● **Task goal**
In the answer, every entry must appear exactly as given.

Stored data START

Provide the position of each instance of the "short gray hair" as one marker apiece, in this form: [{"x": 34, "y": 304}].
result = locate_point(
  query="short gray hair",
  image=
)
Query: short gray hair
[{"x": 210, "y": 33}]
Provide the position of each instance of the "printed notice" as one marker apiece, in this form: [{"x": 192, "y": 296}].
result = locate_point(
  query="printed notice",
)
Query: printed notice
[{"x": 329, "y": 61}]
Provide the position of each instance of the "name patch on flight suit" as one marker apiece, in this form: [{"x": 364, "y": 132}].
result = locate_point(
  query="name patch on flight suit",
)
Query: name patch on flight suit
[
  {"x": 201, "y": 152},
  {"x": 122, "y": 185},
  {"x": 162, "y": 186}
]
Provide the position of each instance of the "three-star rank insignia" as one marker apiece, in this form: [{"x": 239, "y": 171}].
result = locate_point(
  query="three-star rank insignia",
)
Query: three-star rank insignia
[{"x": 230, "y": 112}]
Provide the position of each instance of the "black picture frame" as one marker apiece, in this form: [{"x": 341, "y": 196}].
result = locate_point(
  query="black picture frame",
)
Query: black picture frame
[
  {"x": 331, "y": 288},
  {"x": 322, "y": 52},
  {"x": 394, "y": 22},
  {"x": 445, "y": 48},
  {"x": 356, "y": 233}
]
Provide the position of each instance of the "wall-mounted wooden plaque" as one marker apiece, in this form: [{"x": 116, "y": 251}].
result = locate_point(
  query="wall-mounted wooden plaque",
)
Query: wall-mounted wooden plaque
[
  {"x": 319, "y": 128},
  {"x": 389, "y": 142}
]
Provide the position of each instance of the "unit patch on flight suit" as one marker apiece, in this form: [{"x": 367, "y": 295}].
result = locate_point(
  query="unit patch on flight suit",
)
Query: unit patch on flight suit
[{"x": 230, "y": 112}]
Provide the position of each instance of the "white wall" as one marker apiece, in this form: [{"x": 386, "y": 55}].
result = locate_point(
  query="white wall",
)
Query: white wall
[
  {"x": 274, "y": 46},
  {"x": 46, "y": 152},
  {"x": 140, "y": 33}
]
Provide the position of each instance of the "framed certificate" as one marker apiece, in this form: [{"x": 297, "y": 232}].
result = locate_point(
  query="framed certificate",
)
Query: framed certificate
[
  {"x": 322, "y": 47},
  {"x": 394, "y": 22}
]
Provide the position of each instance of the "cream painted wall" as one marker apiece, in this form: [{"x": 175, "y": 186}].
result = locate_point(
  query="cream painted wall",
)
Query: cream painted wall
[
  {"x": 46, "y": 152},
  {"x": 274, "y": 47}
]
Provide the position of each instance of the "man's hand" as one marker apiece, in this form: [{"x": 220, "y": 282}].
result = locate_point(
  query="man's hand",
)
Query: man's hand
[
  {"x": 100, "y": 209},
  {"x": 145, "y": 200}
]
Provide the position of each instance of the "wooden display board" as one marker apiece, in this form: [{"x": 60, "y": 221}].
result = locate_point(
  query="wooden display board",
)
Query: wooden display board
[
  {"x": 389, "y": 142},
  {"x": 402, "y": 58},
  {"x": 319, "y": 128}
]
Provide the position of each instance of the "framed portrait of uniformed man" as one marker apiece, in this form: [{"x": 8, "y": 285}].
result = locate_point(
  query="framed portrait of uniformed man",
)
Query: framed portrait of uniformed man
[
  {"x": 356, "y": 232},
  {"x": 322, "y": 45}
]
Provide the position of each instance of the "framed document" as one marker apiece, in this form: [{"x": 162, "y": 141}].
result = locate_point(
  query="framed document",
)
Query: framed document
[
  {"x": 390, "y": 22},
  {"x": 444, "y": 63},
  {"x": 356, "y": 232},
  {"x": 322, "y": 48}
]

Stored data END

● **Written response**
Provide the position of each instance of the "short gray hair" as one marker apiece, in this form: [{"x": 34, "y": 304}].
result = locate_point(
  query="short gray hair",
  image=
)
Query: short gray hair
[{"x": 210, "y": 33}]
Provide the position of each instance of the "printed notice" as one marker apiece, in this form: [{"x": 192, "y": 296}].
result = locate_point(
  query="printed notice",
)
Query: printed notice
[{"x": 329, "y": 61}]
Provide the position of each instance of the "name patch on flight suit" as one marker apiece, in this form: [{"x": 364, "y": 132}].
result = locate_point(
  query="name patch on flight suit",
)
Query: name patch on flight suit
[
  {"x": 201, "y": 152},
  {"x": 122, "y": 185},
  {"x": 162, "y": 186}
]
Provide the position of each instance of the "three-star rank insignia" as one marker apiece, in this form: [{"x": 239, "y": 171}].
result = locate_point(
  query="three-star rank insignia",
)
Query: three-star rank insignia
[{"x": 230, "y": 112}]
Provide the position of each instance of the "black picture frame" as one marker apiece, in this form: [{"x": 341, "y": 196}].
result = locate_point(
  query="black picture frame",
)
Query: black picture frame
[
  {"x": 331, "y": 288},
  {"x": 322, "y": 52},
  {"x": 394, "y": 22},
  {"x": 445, "y": 48},
  {"x": 356, "y": 233}
]
Provide the position of each instance of the "wall-mounted wooden plaque" as one marker apiece, in this form: [{"x": 116, "y": 251}].
result = locate_point(
  query="wall-mounted wooden plaque",
)
Query: wall-mounted wooden plaque
[
  {"x": 319, "y": 128},
  {"x": 389, "y": 142}
]
Provide the position of each instance of the "unit patch on flight suit" as one marker apiece, in this form: [{"x": 367, "y": 295}].
result = locate_point(
  query="unit patch on flight suit",
)
Query: unit patch on flight suit
[{"x": 230, "y": 112}]
Provide the position of each instance of the "white wall" as one marker apiece, in this form: [{"x": 386, "y": 55}].
result = locate_point(
  query="white wall",
)
Query: white wall
[
  {"x": 274, "y": 46},
  {"x": 46, "y": 152},
  {"x": 140, "y": 33}
]
Provide the position of each instance of the "framed certificate" as one marker apiece, in this form: [{"x": 297, "y": 232}].
result = locate_point(
  query="framed certificate",
)
Query: framed certificate
[
  {"x": 322, "y": 47},
  {"x": 394, "y": 22}
]
Provide the position of each instance of the "cream painted wall" as one marker apiece, in this form: [{"x": 175, "y": 186}].
result = locate_point(
  query="cream painted wall",
)
Query: cream painted wall
[
  {"x": 46, "y": 152},
  {"x": 274, "y": 47}
]
Provide the position of each instance of the "man's hand" as one marker apiece, in this form: [{"x": 220, "y": 282}].
result = locate_point(
  query="man's hand",
)
Query: man's hand
[
  {"x": 100, "y": 209},
  {"x": 145, "y": 200}
]
Provide the position of each instance of the "wooden display board" as one marker apiece, in this form: [{"x": 60, "y": 221}].
result = locate_point(
  query="wooden display board",
)
Query: wooden display board
[
  {"x": 389, "y": 142},
  {"x": 402, "y": 58},
  {"x": 319, "y": 128}
]
Provide the position of each instance of the "framed portrait of uniformed man" as one marker apiece, in this form: [{"x": 8, "y": 285}].
result = locate_point(
  query="framed portrait of uniformed man",
)
Query: framed portrait of uniformed man
[
  {"x": 356, "y": 232},
  {"x": 322, "y": 45}
]
Provide the position of each instance of the "framed document" as one marker apiece, in this form: [{"x": 162, "y": 141}].
result = locate_point(
  query="framed document",
)
Query: framed document
[
  {"x": 390, "y": 22},
  {"x": 444, "y": 63},
  {"x": 356, "y": 232},
  {"x": 322, "y": 48}
]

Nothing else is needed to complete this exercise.